▸ Passage shown
**********

As to the issue of prejudice, the Court believes that allowing Plaintiffs to file their motions out of time will not cause Defendant any significant prejudice. Most significantly, as Plaintiffs point out, Defendant has been aware of Plaintiffs' common law claims from the very beginning of this case as well as their desire to seek class certification of these claims. Although Defendant will be required to address these claims now, it would have been required to do so if the claims had been properly briefed in the first instance. In contrast to the minimal prejudice Defendant will face, the Plaintiffs would suffer significant prejudice if the Court did not consider their late certification motions. The Court has found that class certification is not proper as to the medical monitoring claim or particular medical monitoring issues. Thus, the Plaintiffs' only remaining hope to proceed as a class in this matter is to seek certification of their common law claims.*fn7

Concerning the issue of timing, the Court finds that consideration of Plaintiffs' late motions for class certification of common law claims will not cause any significant delay in this matter. This case has been ongoing for over three years now and a trial date has yet to be set. Indeed, the final pretrial conference has not been set. Consideration of Plaintiffs' late certification motions will not add any significant delay.

**********

▸ Problems to solve
[1] According to the court passage, how long has the case been ongoing?
[2] Reproduce everything in the court passage from "Concerning the issue" down to "any significant delay.", swapping "final pretrial conference" for "final status conference".

**********

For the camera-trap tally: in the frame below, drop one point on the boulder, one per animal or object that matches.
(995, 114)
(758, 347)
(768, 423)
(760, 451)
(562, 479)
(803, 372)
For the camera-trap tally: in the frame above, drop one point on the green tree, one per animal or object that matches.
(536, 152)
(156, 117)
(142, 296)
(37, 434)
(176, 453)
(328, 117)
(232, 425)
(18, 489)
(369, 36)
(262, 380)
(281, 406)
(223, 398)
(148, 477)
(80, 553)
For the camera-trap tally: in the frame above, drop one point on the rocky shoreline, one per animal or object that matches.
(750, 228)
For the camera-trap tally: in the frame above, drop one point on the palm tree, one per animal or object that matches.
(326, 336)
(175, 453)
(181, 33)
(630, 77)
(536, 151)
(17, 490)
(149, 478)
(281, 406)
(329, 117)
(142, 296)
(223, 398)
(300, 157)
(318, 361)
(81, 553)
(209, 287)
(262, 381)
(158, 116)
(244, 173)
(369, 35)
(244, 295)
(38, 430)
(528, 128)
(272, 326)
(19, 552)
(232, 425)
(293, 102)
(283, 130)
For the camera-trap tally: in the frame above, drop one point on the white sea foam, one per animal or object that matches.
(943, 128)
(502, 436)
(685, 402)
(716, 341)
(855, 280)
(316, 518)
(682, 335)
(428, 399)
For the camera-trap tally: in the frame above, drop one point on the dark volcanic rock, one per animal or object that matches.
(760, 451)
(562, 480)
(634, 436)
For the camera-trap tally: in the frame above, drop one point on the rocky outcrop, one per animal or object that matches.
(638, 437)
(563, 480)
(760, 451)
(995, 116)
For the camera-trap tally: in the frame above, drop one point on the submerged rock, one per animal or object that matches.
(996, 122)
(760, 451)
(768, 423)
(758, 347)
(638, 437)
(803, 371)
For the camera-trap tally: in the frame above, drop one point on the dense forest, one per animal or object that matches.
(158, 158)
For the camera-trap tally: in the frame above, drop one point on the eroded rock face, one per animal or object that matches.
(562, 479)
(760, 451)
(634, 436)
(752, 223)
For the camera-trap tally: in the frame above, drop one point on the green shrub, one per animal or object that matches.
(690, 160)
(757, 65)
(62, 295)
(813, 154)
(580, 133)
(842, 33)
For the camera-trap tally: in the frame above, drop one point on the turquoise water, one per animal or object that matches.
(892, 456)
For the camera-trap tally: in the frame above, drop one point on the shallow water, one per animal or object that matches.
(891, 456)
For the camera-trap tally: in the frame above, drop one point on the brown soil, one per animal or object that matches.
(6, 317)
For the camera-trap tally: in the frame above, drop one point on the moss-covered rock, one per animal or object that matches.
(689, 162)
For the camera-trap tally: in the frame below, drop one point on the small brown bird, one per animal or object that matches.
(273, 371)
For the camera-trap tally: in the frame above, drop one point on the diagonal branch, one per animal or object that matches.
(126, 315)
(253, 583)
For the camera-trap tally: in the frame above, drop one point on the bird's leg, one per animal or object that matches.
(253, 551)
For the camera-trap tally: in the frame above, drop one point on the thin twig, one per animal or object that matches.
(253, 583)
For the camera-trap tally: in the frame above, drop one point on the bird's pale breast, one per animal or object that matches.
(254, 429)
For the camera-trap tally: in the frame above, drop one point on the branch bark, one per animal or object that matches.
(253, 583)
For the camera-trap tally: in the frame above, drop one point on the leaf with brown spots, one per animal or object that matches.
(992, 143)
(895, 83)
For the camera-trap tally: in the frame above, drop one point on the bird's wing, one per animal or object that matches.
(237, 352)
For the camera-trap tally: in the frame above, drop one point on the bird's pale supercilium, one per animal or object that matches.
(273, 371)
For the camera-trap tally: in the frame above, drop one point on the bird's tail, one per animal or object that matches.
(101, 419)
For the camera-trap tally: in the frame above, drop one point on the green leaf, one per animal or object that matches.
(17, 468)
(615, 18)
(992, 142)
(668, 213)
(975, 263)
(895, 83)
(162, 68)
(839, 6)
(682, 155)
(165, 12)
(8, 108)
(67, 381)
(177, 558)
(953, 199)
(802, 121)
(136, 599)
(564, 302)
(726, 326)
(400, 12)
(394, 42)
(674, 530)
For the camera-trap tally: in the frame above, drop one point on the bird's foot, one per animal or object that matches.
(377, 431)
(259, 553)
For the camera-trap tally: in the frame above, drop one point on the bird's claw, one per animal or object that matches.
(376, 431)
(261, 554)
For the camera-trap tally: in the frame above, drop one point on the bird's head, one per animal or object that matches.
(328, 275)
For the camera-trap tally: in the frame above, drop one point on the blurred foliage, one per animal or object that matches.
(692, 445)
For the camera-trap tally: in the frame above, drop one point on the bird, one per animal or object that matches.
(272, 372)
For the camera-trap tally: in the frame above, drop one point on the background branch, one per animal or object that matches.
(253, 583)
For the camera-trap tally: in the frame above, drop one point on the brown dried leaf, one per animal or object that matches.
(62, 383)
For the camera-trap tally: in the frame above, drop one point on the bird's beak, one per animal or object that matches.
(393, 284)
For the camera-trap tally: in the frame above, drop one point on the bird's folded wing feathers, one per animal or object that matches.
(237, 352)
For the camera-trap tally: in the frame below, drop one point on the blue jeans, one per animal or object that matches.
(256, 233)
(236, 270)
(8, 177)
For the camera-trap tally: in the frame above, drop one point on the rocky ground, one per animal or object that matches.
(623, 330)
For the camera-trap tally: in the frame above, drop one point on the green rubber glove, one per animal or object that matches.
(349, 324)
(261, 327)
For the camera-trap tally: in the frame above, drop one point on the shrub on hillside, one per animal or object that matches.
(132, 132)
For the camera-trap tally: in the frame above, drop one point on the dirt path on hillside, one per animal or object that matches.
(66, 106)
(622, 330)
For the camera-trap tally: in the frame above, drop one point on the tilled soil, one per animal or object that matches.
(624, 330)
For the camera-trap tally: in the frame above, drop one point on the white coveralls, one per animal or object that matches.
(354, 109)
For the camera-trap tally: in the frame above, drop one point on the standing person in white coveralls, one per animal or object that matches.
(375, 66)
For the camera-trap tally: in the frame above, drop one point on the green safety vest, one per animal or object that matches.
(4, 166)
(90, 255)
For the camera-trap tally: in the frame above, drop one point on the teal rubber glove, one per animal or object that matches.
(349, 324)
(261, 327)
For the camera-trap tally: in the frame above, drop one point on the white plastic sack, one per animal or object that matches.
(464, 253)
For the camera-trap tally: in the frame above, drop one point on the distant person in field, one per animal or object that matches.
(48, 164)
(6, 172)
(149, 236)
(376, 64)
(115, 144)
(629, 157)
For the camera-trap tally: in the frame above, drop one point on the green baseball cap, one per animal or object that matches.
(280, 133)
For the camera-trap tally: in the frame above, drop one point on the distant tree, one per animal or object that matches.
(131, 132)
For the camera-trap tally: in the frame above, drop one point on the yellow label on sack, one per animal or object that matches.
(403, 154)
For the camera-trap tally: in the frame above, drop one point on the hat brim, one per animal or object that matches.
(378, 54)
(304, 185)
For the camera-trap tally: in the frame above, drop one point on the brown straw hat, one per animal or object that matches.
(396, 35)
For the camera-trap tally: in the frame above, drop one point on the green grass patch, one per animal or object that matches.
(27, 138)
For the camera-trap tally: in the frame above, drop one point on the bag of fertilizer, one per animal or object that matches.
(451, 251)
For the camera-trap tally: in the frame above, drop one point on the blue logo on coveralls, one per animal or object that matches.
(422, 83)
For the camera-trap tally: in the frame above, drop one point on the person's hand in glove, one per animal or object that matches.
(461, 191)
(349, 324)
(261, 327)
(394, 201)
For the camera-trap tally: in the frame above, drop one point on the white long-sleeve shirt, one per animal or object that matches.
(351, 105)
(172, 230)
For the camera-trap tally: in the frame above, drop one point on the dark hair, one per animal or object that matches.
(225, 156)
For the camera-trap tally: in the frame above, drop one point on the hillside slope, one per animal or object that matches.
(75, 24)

**********

▸ Answers provided
[1] Over three years.

[2]
Concerning the issue of timing, the Court finds that consideration of Plaintiffs' late motions for class certification of common law claims will not cause any significant delay in this matter. This case has been ongoing for over three years now and a trial date has yet to be set. Indeed, the final status conference has not been set. Consideration of Plaintiffs' late certification motions will not add any significant delay.